__PARTS OF THE EXERCISE__.
1) Give again, word for word, the part of the Rex and Qantas article that opens with the words containing "Rex deputy chairman" and closes with "government support expires.".
2) Summarize the article on Rex's dispute with Qantas in two sentences.
3) Answer these questions from the Rex and Qantas article:
(a) What position does John Sharp hold at Rex?
(b) Which route not starting in Sydney will Rex cut?
(c) On how many routes has Qantas decided to compete with Rex?

Rex accuses Qantas of ‘predatory behavior’ on regional routes
Qantas has hit back at the claims, describing them as a 'classic Rex tantrum.'
Australian carrier Regional Express (Rex) plans to embark on “a major revamp of its regional route network” in response to “aggressive predatory moves by Qantas” into thin regional domestic routes.
Rex deputy chairman John Sharp claimed that the oneworld alliance member has embarked on a “deliberate strategy” of moving onto routes that can only support one regional carrier in an attempt to “intimidate and damage” his airline.
As a result, Rex's flights on “marginal routes” from Sydney (SYD) to Bathurst (BHS), Cooma (OOM), Grafton (GFN) and Lismore (LSY), and the route between Adelaide (ADL) and Kangaroo Island (KGC) will be cut at the end of March once government support expires.
Rex blamed the move to suspend these five routes on Qantas’ decision to compete with it on eight separate routes where the carrier described current passenger numbers as “laughable.”

(Image-backed grounding data)
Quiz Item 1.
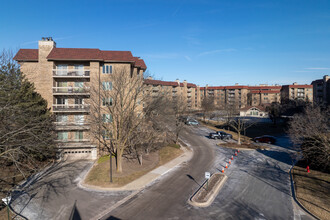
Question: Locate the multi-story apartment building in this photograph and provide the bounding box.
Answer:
[312,75,330,105]
[247,85,282,106]
[14,38,146,159]
[144,78,200,110]
[200,84,248,109]
[281,83,313,103]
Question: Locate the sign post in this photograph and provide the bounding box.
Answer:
[2,196,11,220]
[205,172,211,190]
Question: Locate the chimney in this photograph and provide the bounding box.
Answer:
[38,37,56,62]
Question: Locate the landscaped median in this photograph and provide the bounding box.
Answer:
[292,161,330,220]
[82,144,188,190]
[189,173,227,207]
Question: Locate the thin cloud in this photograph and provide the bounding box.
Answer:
[141,53,179,59]
[198,48,237,57]
[305,67,330,70]
[184,56,191,61]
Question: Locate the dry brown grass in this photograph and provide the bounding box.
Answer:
[217,143,269,150]
[85,146,183,187]
[0,207,16,220]
[292,166,330,220]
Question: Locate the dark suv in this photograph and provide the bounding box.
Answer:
[209,131,233,140]
[253,135,276,144]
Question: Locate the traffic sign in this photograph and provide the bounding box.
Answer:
[205,172,211,179]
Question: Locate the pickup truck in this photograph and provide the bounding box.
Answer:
[209,131,233,140]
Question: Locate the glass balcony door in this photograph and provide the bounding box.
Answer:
[57,64,68,76]
[74,64,84,76]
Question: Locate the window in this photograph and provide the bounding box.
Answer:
[102,82,112,90]
[74,64,84,76]
[74,115,84,125]
[102,130,110,140]
[102,97,112,106]
[56,115,68,122]
[102,114,112,123]
[57,64,68,76]
[57,131,68,141]
[56,98,68,105]
[74,82,84,92]
[102,65,112,74]
[74,98,84,105]
[75,131,84,140]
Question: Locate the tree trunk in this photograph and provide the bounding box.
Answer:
[237,132,241,145]
[116,151,123,173]
[138,154,142,166]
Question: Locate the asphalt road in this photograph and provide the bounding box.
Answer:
[102,127,308,219]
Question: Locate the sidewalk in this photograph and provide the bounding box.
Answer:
[78,147,193,191]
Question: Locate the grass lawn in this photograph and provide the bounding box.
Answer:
[217,143,269,150]
[0,207,16,220]
[292,163,330,219]
[85,145,183,187]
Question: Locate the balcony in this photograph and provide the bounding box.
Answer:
[54,121,90,131]
[53,87,90,95]
[53,104,90,112]
[53,69,90,78]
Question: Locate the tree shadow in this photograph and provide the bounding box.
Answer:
[11,161,89,220]
[257,149,292,165]
[186,174,201,187]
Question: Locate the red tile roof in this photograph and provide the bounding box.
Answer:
[144,79,179,86]
[14,48,147,70]
[282,85,313,88]
[250,90,281,94]
[249,86,282,90]
[180,83,197,88]
[240,104,269,112]
[14,49,39,61]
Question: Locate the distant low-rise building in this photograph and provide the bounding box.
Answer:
[144,78,200,110]
[240,106,268,118]
[281,83,313,103]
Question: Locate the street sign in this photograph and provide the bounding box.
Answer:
[205,172,211,179]
[2,196,11,205]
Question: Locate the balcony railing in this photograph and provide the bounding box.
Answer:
[53,104,90,112]
[53,87,90,94]
[55,139,90,143]
[53,69,90,78]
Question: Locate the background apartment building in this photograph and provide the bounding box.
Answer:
[281,83,313,103]
[14,38,146,159]
[144,78,200,110]
[312,75,330,105]
[247,85,282,106]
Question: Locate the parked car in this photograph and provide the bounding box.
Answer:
[209,131,233,140]
[253,135,276,144]
[186,119,199,125]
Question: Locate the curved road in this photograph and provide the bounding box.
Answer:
[102,126,310,219]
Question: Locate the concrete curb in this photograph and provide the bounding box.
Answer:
[188,173,228,207]
[289,164,320,220]
[78,147,193,191]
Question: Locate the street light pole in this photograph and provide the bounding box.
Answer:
[109,153,112,183]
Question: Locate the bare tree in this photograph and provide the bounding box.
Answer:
[90,66,169,172]
[0,51,56,192]
[289,106,330,171]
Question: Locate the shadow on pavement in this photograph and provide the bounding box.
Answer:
[11,161,88,220]
[257,149,292,165]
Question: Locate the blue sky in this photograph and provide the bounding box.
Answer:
[0,0,330,86]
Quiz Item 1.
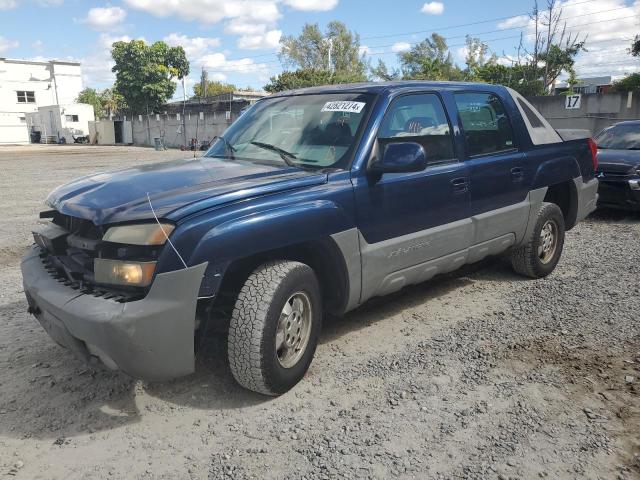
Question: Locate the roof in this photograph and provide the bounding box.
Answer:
[273,80,501,97]
[613,120,640,126]
[0,57,80,66]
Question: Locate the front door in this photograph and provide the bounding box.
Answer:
[353,93,472,301]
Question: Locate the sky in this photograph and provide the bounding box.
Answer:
[0,0,640,96]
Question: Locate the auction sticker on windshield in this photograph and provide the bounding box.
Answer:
[322,101,366,113]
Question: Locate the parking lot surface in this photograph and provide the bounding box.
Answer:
[0,145,640,479]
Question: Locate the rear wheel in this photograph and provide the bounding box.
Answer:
[229,260,322,395]
[511,203,565,278]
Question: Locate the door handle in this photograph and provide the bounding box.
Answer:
[451,177,469,194]
[511,167,524,182]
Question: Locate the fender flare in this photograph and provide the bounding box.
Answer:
[531,156,581,190]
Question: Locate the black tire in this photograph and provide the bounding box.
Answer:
[510,203,565,278]
[228,260,322,395]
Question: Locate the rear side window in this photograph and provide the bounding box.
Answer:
[378,93,454,163]
[455,93,514,156]
[517,98,544,128]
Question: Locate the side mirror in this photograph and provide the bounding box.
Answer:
[369,142,427,175]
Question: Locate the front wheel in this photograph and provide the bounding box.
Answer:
[228,260,322,395]
[511,203,565,278]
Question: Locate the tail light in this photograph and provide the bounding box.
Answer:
[587,138,598,172]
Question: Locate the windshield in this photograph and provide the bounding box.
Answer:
[205,93,373,169]
[595,125,640,150]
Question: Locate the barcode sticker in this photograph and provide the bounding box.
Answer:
[322,101,366,113]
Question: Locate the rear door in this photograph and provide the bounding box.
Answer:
[353,93,471,300]
[454,92,533,245]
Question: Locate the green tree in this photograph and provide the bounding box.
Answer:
[399,33,463,80]
[100,88,128,116]
[111,40,189,112]
[264,68,362,93]
[475,63,545,96]
[371,59,402,82]
[280,21,367,79]
[76,88,105,118]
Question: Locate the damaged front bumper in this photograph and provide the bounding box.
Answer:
[21,246,207,381]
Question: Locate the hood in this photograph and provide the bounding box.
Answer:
[47,158,327,225]
[598,148,640,175]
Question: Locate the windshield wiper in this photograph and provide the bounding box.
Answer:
[213,135,236,160]
[249,142,298,167]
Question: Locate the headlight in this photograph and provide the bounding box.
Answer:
[102,223,175,245]
[93,258,156,287]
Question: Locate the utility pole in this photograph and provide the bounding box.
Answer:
[182,77,187,148]
[327,37,334,72]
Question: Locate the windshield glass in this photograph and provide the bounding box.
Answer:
[205,93,373,169]
[595,125,640,150]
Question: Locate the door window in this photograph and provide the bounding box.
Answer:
[378,93,455,163]
[455,93,514,156]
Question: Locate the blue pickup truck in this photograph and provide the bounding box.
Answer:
[22,82,598,395]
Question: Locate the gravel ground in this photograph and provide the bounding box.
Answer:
[0,146,640,479]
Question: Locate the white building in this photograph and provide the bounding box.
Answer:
[0,58,82,145]
[26,103,95,143]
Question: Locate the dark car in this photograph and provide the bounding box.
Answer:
[595,121,640,211]
[22,82,598,395]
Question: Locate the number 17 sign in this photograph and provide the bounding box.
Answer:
[564,93,582,110]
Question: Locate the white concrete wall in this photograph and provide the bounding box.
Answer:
[89,120,116,145]
[26,103,95,143]
[0,58,82,145]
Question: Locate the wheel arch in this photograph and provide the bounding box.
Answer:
[219,236,351,314]
[544,180,578,230]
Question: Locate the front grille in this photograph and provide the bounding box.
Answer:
[40,249,144,303]
[40,212,145,302]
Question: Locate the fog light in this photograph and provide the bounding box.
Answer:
[93,258,156,287]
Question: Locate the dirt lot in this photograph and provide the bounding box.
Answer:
[0,146,640,479]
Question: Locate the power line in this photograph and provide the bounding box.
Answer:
[360,0,604,40]
[201,6,638,77]
[219,0,631,64]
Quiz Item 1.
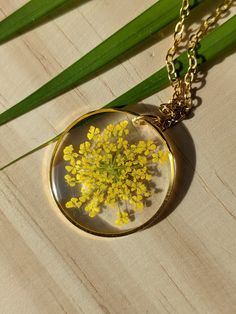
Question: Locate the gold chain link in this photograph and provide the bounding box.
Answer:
[160,0,234,128]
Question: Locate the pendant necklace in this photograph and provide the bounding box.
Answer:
[50,0,233,237]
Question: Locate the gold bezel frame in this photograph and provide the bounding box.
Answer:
[49,109,176,238]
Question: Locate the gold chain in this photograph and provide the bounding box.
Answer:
[160,0,234,128]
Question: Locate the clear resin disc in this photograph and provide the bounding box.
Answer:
[50,109,175,236]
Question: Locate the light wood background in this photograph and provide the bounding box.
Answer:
[0,0,236,314]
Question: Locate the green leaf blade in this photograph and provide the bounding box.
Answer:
[0,16,236,171]
[0,0,201,125]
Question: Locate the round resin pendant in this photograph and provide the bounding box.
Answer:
[50,109,175,236]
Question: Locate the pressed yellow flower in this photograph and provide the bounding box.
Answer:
[115,211,130,225]
[63,120,168,225]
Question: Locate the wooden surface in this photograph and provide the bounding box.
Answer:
[0,0,236,314]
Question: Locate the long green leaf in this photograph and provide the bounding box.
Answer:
[0,16,236,171]
[0,0,78,43]
[0,0,199,125]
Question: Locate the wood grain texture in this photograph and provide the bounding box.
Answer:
[0,0,236,314]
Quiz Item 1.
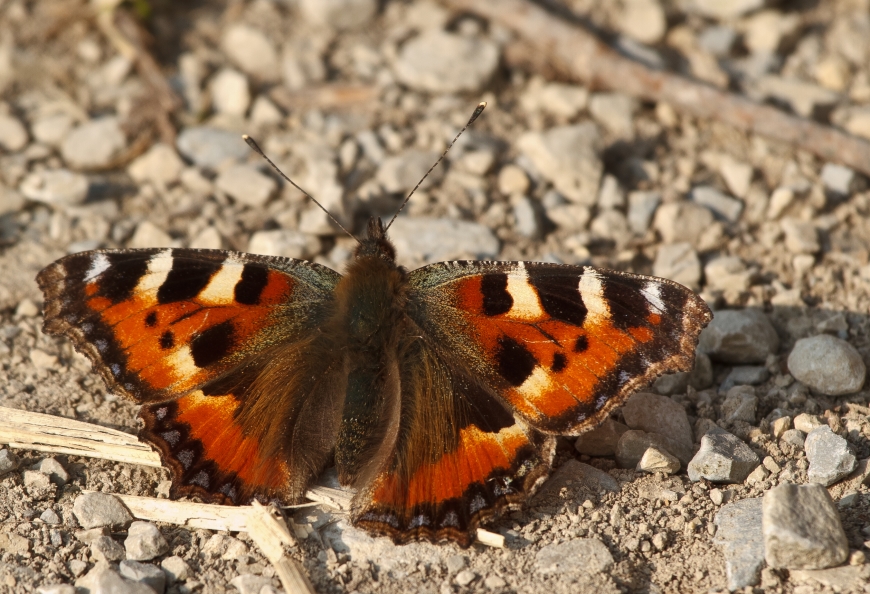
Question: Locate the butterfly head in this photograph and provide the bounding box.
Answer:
[354,217,396,262]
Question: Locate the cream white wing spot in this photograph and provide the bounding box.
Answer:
[196,258,245,305]
[507,262,545,321]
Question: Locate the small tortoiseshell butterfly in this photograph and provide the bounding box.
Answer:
[37,106,711,546]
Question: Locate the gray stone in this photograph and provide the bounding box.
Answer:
[713,497,764,592]
[574,417,628,456]
[616,429,683,468]
[215,165,278,208]
[119,559,166,594]
[299,0,378,30]
[719,365,770,394]
[0,449,21,476]
[626,191,662,235]
[176,126,251,169]
[687,427,760,483]
[394,29,499,93]
[692,186,743,223]
[819,163,857,198]
[248,229,320,259]
[124,521,169,561]
[221,24,280,81]
[637,447,680,474]
[76,563,154,594]
[127,142,184,186]
[683,0,765,21]
[390,217,499,262]
[375,150,444,194]
[622,392,694,464]
[804,425,858,487]
[19,169,91,206]
[535,538,613,575]
[722,386,758,425]
[762,483,849,569]
[653,242,701,289]
[517,122,604,206]
[788,334,867,396]
[91,536,126,563]
[0,114,28,153]
[31,458,69,487]
[60,116,127,169]
[589,93,636,138]
[779,218,821,254]
[160,555,193,586]
[698,309,779,364]
[209,68,251,118]
[73,492,133,529]
[653,201,713,245]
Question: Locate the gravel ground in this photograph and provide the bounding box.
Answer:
[0,0,870,594]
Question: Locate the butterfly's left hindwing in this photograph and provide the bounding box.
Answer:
[409,262,712,434]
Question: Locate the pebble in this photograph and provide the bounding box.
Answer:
[762,483,849,569]
[616,429,682,468]
[209,68,251,118]
[574,417,628,457]
[75,563,154,594]
[713,497,764,592]
[497,163,530,196]
[160,555,193,586]
[721,384,766,425]
[535,538,613,575]
[60,116,127,169]
[124,521,169,561]
[0,449,21,476]
[19,169,91,206]
[819,163,858,198]
[176,126,251,169]
[653,201,713,245]
[687,427,760,483]
[804,425,858,487]
[684,0,765,21]
[637,447,680,474]
[30,113,75,147]
[589,93,636,138]
[622,392,694,464]
[788,334,867,396]
[31,458,69,487]
[119,559,166,594]
[779,218,821,254]
[394,29,499,94]
[698,309,779,364]
[375,150,444,194]
[299,0,378,30]
[73,492,133,529]
[517,122,604,206]
[127,221,177,248]
[619,0,668,44]
[215,165,278,208]
[626,191,662,235]
[692,186,743,223]
[90,536,125,563]
[247,229,320,259]
[0,114,29,153]
[653,242,701,290]
[390,217,499,262]
[221,23,281,81]
[127,142,184,186]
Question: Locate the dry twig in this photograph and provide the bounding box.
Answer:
[444,0,870,175]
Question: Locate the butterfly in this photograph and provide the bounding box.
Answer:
[37,104,712,546]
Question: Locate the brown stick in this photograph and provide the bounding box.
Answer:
[444,0,870,175]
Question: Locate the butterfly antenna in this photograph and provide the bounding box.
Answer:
[384,101,486,231]
[242,134,360,243]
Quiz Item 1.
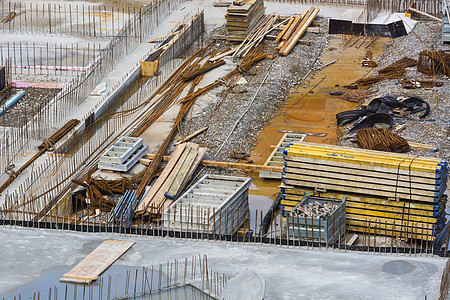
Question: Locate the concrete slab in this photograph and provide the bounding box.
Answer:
[0,227,445,299]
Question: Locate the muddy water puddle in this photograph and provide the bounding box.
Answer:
[249,36,389,195]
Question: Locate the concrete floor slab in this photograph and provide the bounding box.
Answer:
[0,227,445,299]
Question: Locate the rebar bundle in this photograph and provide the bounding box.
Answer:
[356,128,410,153]
[417,50,450,76]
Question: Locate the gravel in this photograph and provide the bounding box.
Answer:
[178,19,328,165]
[341,22,450,160]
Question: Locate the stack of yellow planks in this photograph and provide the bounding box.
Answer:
[225,0,264,42]
[281,142,449,240]
[135,143,206,217]
[275,7,320,55]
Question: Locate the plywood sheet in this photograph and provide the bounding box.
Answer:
[60,239,134,284]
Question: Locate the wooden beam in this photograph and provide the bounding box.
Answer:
[275,17,295,44]
[140,154,283,172]
[60,239,134,284]
[282,8,320,55]
[175,127,208,146]
[147,31,179,43]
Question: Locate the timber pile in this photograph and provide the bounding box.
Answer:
[135,143,206,217]
[225,0,264,42]
[275,7,320,55]
[356,128,410,153]
[282,143,449,240]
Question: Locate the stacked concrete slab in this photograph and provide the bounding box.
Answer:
[225,0,264,42]
[164,175,251,234]
[98,137,148,172]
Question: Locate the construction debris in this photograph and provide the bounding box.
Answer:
[336,95,430,135]
[417,50,450,76]
[356,128,410,153]
[286,195,345,244]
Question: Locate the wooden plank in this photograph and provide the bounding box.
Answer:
[286,179,438,203]
[146,143,199,214]
[285,161,439,185]
[164,148,198,199]
[347,223,434,241]
[346,214,437,235]
[345,206,437,224]
[281,8,320,55]
[277,10,308,51]
[346,200,439,217]
[209,45,239,61]
[284,154,446,179]
[408,141,438,152]
[174,127,208,146]
[275,17,295,44]
[135,144,187,213]
[60,239,134,284]
[284,167,439,195]
[286,173,441,199]
[140,154,283,172]
[287,142,445,167]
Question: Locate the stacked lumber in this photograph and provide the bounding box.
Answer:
[275,7,320,55]
[163,174,251,235]
[282,142,449,240]
[135,143,206,217]
[225,0,264,42]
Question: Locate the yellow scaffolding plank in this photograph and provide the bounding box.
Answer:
[285,179,437,203]
[285,161,438,187]
[284,167,436,193]
[287,142,441,165]
[345,207,437,224]
[284,154,446,179]
[284,188,447,211]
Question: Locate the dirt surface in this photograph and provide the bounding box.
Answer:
[179,19,328,165]
[0,88,60,127]
[341,22,450,160]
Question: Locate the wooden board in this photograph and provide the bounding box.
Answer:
[136,144,187,213]
[285,179,440,203]
[284,188,447,211]
[284,154,447,179]
[284,167,445,196]
[285,161,440,186]
[60,239,134,284]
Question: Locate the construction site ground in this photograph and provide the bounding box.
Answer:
[0,228,445,299]
[0,0,450,299]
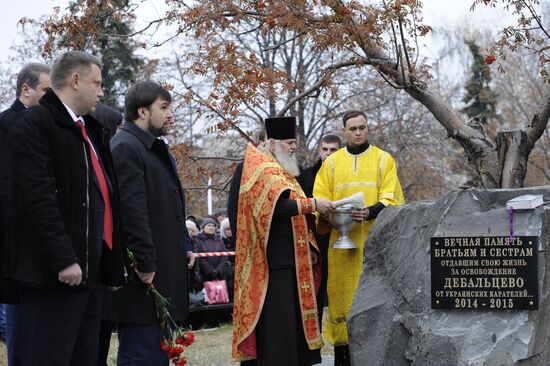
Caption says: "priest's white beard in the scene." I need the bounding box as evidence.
[273,141,300,177]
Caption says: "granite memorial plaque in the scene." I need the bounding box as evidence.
[431,236,538,310]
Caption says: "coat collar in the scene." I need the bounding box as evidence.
[122,121,158,150]
[10,98,27,112]
[39,89,103,133]
[40,89,78,127]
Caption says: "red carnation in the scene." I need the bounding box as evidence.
[485,54,497,65]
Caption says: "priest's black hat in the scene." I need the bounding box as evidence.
[265,117,296,140]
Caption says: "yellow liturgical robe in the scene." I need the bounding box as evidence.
[313,145,405,346]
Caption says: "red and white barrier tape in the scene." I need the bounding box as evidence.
[195,252,235,258]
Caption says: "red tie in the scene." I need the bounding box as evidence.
[76,119,113,250]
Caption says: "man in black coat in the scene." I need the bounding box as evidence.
[9,51,125,366]
[111,81,194,366]
[297,134,342,197]
[0,63,51,366]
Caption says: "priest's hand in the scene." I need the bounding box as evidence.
[57,263,82,286]
[351,207,369,222]
[315,198,336,216]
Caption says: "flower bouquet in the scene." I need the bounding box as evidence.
[128,249,195,366]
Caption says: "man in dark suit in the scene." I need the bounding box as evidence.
[111,81,194,366]
[9,51,125,366]
[0,63,51,366]
[297,134,342,197]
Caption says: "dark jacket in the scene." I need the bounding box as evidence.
[195,233,229,281]
[111,122,192,324]
[0,99,25,303]
[90,103,123,140]
[296,159,323,197]
[9,90,124,288]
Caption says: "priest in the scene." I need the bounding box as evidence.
[313,111,405,366]
[227,117,334,366]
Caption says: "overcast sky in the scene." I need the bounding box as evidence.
[0,0,512,59]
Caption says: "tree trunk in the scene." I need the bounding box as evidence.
[497,130,532,188]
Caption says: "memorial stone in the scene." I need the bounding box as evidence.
[348,187,550,366]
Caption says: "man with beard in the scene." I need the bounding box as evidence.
[228,117,334,366]
[111,81,194,366]
[313,111,405,366]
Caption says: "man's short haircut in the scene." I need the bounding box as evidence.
[342,111,367,128]
[321,133,342,147]
[15,62,50,98]
[124,80,172,122]
[50,51,101,90]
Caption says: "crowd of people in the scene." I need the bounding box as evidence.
[0,51,404,366]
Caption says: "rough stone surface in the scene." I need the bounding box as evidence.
[348,187,550,366]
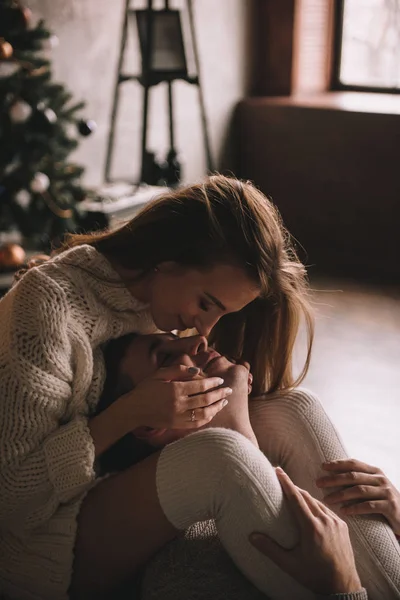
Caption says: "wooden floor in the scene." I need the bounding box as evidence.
[296,280,400,488]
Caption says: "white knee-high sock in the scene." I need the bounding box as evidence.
[250,389,400,600]
[156,428,315,600]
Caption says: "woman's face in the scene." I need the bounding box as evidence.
[149,262,259,335]
[119,333,225,448]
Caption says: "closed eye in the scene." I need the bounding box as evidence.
[200,300,211,312]
[157,352,172,368]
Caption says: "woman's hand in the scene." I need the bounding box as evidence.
[116,365,232,431]
[202,356,258,447]
[316,459,400,536]
[250,467,361,595]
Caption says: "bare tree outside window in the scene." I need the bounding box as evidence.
[339,0,400,91]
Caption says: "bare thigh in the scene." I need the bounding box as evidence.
[71,453,177,600]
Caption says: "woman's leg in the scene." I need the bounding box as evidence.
[250,389,400,600]
[71,428,314,600]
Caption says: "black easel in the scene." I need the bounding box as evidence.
[104,0,213,185]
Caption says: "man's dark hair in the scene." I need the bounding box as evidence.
[96,333,156,475]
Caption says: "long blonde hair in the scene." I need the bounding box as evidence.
[56,175,313,395]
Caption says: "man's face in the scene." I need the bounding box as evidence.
[119,333,226,447]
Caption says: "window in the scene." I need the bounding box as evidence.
[333,0,400,93]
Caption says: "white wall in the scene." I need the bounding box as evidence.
[26,0,252,185]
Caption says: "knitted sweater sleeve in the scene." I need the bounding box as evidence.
[316,588,368,600]
[0,269,95,530]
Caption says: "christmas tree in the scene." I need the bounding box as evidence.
[0,0,95,249]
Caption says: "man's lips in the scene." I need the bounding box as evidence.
[132,427,167,439]
[177,317,190,331]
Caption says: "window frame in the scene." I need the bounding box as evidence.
[331,0,400,94]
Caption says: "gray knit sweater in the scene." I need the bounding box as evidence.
[0,245,155,600]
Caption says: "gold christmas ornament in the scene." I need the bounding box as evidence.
[0,243,26,269]
[0,38,14,60]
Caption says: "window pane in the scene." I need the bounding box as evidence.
[339,0,400,89]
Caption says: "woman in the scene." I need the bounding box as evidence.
[0,176,312,600]
[94,334,400,600]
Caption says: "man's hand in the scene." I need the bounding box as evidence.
[316,458,400,536]
[250,467,361,596]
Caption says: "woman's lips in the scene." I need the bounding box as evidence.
[177,317,188,331]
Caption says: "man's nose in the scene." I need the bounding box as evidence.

__RESPONSES TO THE EXERCISE__.
1)
Rex deputy chairman John Sharp claimed that the oneworld alliance member has embarked on a “deliberate strategy” of moving onto routes that can only support one regional carrier in an attempt to “intimidate and damage” his airline.
As a result, Rex's flights on “marginal routes” from Sydney (SYD) to Bathurst (BHS), Cooma (OOM), Grafton (GFN) and Lismore (LSY), and the route between Adelaide (ADL) and Kangaroo Island (KGC) will be cut at the end of March once government support expires.

2) Regional Express (Rex) plans a major revamp of its regional route network, accusing Qantas of aggressive predatory moves onto thin regional routes that can only support one carrier. Rex will cut five marginal routes at the end of March once government support expires, blaming Qantas' decision to compete with it on eight routes, while Qantas called the claims a "classic Rex tantrum."

3)
(a) Deputy chairman.
(b) Adelaide (ADL) to Kangaroo Island (KGC).
(c) Eight.